*** Opening of TASK MATERIAL ***

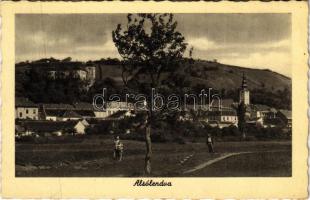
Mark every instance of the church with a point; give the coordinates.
(244, 93)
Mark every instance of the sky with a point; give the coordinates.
(248, 40)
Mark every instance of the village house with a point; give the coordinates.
(45, 128)
(223, 118)
(26, 109)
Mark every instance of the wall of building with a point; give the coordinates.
(26, 113)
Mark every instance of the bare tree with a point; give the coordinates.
(149, 46)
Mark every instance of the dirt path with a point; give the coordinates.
(224, 156)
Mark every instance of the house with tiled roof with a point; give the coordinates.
(26, 109)
(71, 115)
(52, 127)
(224, 117)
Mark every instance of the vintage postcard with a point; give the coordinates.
(156, 100)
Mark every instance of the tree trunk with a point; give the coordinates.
(148, 142)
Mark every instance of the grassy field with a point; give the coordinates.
(92, 157)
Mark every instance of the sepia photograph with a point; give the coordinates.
(153, 95)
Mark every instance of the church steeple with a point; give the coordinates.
(244, 82)
(244, 94)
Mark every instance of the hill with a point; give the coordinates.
(216, 75)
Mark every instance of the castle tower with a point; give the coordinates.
(244, 93)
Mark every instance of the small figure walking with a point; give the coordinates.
(210, 143)
(118, 149)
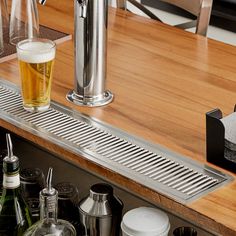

*** Close of TASK MATERIAL ***

HOW TO COMPLETE THIS TASK: Write every line above out again exactly; pictures do not belong in the copy.

TASK RESULT:
Mark every instance of the church with a point; give the coordinates.
(244, 93)
Mark every instance of the sky with a point; give the coordinates.
(248, 40)
Mark every instance of the village house with a point; give the coordinates.
(45, 128)
(223, 118)
(26, 109)
Mark every instance of the wall of building with a point; give the coordinates.
(26, 113)
Mark every instance of the bare tree with a point; give the coordinates.
(149, 46)
Mark every instance of the dirt path with a point; give the coordinates.
(224, 156)
Mark every instance of the house with tiled roof with a point; give the coordinates.
(26, 109)
(71, 115)
(52, 127)
(224, 117)
Mark every instance of the vintage postcard with a point; give the coordinates.
(156, 100)
Mark every instance of the tree trunk with a point; give the coordinates.
(148, 142)
Mark every instance of the grassy field with a point; give the coordinates.
(92, 157)
Mark every instance of the sepia photograph with a point; give the coordinates.
(153, 95)
Mark every instance of the church steeple with a point; give the coordinates.
(244, 82)
(244, 94)
Mark every instance of the hill with a point; give the coordinates.
(216, 75)
Mark every instance of the castle tower with a point; give the coordinates.
(244, 93)
Mark every instance of the small figure walking with a point; give the coordinates.
(210, 143)
(118, 149)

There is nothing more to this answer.